Write out every line of the data below exactly as given.
### DATA EXTRACT ###
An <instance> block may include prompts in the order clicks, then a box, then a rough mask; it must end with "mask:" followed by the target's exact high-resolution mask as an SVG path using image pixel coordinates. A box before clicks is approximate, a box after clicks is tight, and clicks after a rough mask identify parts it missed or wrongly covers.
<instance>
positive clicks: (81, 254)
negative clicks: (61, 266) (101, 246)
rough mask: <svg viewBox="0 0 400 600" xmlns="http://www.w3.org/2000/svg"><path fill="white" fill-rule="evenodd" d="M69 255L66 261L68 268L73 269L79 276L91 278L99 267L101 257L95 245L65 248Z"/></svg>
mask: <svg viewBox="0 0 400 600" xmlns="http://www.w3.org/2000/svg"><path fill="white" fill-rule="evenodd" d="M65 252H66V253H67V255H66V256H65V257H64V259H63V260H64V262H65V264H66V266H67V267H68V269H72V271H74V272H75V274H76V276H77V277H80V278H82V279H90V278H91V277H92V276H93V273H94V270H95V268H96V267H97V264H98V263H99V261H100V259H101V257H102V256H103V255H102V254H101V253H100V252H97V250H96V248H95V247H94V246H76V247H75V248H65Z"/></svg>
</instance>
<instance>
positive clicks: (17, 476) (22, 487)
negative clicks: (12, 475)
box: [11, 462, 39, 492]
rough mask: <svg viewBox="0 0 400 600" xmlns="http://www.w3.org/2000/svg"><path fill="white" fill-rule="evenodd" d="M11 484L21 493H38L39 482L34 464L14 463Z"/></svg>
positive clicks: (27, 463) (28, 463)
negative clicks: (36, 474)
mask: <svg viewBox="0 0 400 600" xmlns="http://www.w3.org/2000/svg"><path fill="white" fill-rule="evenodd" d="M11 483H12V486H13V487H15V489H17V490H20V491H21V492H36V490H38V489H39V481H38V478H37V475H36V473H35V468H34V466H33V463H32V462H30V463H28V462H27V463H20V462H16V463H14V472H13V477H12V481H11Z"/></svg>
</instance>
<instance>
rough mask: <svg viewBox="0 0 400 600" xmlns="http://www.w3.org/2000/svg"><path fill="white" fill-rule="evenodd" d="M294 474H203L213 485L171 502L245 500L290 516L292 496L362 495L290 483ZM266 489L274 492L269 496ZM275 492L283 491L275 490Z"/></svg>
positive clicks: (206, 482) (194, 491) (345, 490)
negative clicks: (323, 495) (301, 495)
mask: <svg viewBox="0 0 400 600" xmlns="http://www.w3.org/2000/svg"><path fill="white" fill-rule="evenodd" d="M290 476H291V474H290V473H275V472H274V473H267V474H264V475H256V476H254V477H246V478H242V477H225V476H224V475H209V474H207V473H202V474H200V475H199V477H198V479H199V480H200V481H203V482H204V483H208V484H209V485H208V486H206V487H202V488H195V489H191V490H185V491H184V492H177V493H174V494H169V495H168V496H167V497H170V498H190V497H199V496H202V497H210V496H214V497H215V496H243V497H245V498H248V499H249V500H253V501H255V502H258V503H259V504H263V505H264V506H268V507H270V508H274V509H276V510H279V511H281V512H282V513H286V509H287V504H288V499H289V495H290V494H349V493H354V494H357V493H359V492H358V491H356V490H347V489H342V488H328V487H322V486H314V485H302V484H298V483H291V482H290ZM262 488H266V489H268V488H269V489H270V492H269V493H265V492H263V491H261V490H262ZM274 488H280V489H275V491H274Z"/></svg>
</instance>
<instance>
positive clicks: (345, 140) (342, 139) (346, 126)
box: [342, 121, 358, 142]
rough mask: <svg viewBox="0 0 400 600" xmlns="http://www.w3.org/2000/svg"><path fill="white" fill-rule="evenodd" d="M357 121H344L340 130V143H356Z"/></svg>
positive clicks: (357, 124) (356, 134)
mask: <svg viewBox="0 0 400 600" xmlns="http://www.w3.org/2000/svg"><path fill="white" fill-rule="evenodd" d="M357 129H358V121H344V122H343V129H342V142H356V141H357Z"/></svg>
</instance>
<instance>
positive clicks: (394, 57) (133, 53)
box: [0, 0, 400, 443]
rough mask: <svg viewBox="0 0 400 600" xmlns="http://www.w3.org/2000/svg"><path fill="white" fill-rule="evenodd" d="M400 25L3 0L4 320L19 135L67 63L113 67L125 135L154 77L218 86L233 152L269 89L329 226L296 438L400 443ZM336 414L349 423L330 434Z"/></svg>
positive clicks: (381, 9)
###
▶ _ANSWER BOX_
An <instance> block may include prompts in the order clicks, then a box, then a rough mask; it must end with "mask:" followed by the target's exact high-resolution mask as an SVG path using image pixel coordinates. A box before clicks is approximate, a box after clicks is tight, and clicks after a rough mask identify parts it missed or wrongly covers.
<instance>
positive clicks: (81, 254)
negative clicks: (61, 266) (101, 246)
rough mask: <svg viewBox="0 0 400 600" xmlns="http://www.w3.org/2000/svg"><path fill="white" fill-rule="evenodd" d="M69 255L66 261L68 268L73 269L79 276L91 278L99 267L101 257L95 245L65 248Z"/></svg>
mask: <svg viewBox="0 0 400 600" xmlns="http://www.w3.org/2000/svg"><path fill="white" fill-rule="evenodd" d="M65 252H66V253H67V255H66V256H65V257H64V259H63V260H64V262H65V264H66V266H67V267H68V269H72V271H74V272H75V274H76V276H77V277H80V278H82V279H90V278H91V277H92V276H93V273H94V270H95V268H96V267H97V264H98V263H99V261H100V259H101V257H102V256H103V255H102V254H101V253H100V252H97V250H96V248H95V247H94V246H76V247H75V248H65Z"/></svg>
</instance>
<instance>
positive clicks: (17, 476) (22, 487)
negative clicks: (12, 475)
box: [11, 462, 39, 492]
rough mask: <svg viewBox="0 0 400 600" xmlns="http://www.w3.org/2000/svg"><path fill="white" fill-rule="evenodd" d="M11 484L21 493H38L39 482L34 464L14 463Z"/></svg>
positive clicks: (27, 463) (28, 463)
negative clicks: (36, 474)
mask: <svg viewBox="0 0 400 600" xmlns="http://www.w3.org/2000/svg"><path fill="white" fill-rule="evenodd" d="M11 483H12V486H13V487H15V489H17V490H20V491H21V492H36V490H38V489H39V481H38V478H37V475H36V473H35V468H34V466H33V463H32V462H30V463H28V462H27V463H20V462H16V463H14V472H13V477H12V481H11Z"/></svg>
</instance>
<instance>
rough mask: <svg viewBox="0 0 400 600" xmlns="http://www.w3.org/2000/svg"><path fill="white" fill-rule="evenodd" d="M294 474H203L213 485L171 502L245 500L290 516L292 496L362 495L290 483ZM266 489L274 492L269 496ZM275 492L283 491L275 490Z"/></svg>
positive clicks: (206, 482) (194, 491) (345, 490)
negative clicks: (323, 495) (301, 495)
mask: <svg viewBox="0 0 400 600" xmlns="http://www.w3.org/2000/svg"><path fill="white" fill-rule="evenodd" d="M290 476H291V474H290V473H275V472H274V473H267V474H264V475H256V476H254V477H246V478H242V477H225V476H224V475H209V474H207V473H202V474H200V475H199V477H198V479H199V480H200V481H203V482H204V483H208V484H209V485H208V486H206V487H202V488H195V489H191V490H185V491H184V492H177V493H174V494H169V495H168V496H167V497H170V498H190V497H199V496H202V497H210V496H214V497H215V496H243V497H245V498H248V499H249V500H253V501H255V502H258V503H259V504H263V505H264V506H268V507H270V508H274V509H276V510H279V511H281V512H282V513H286V509H287V504H288V499H289V495H290V494H349V493H354V494H357V493H359V492H358V491H356V490H347V489H342V488H328V487H322V486H314V485H302V484H298V483H291V482H290ZM262 488H266V489H268V488H269V489H270V492H269V493H265V492H263V491H261V490H262ZM274 488H280V489H275V491H274Z"/></svg>
</instance>
<instance>
positive clicks: (345, 140) (342, 139) (346, 126)
box: [342, 121, 358, 142]
rough mask: <svg viewBox="0 0 400 600" xmlns="http://www.w3.org/2000/svg"><path fill="white" fill-rule="evenodd" d="M357 121H344L340 130V143H356Z"/></svg>
positive clicks: (357, 124) (356, 134)
mask: <svg viewBox="0 0 400 600" xmlns="http://www.w3.org/2000/svg"><path fill="white" fill-rule="evenodd" d="M357 129H358V121H344V122H343V129H342V142H356V141H357Z"/></svg>
</instance>
<instance>
positive clicks: (394, 57) (133, 53)
box: [0, 0, 400, 443]
rough mask: <svg viewBox="0 0 400 600" xmlns="http://www.w3.org/2000/svg"><path fill="white" fill-rule="evenodd" d="M400 25L3 0L4 320L19 135L67 63L113 67L125 135L154 77L218 86L233 152L269 89L329 226L296 438L400 443ZM336 414L349 423L330 434Z"/></svg>
positive clicks: (381, 9)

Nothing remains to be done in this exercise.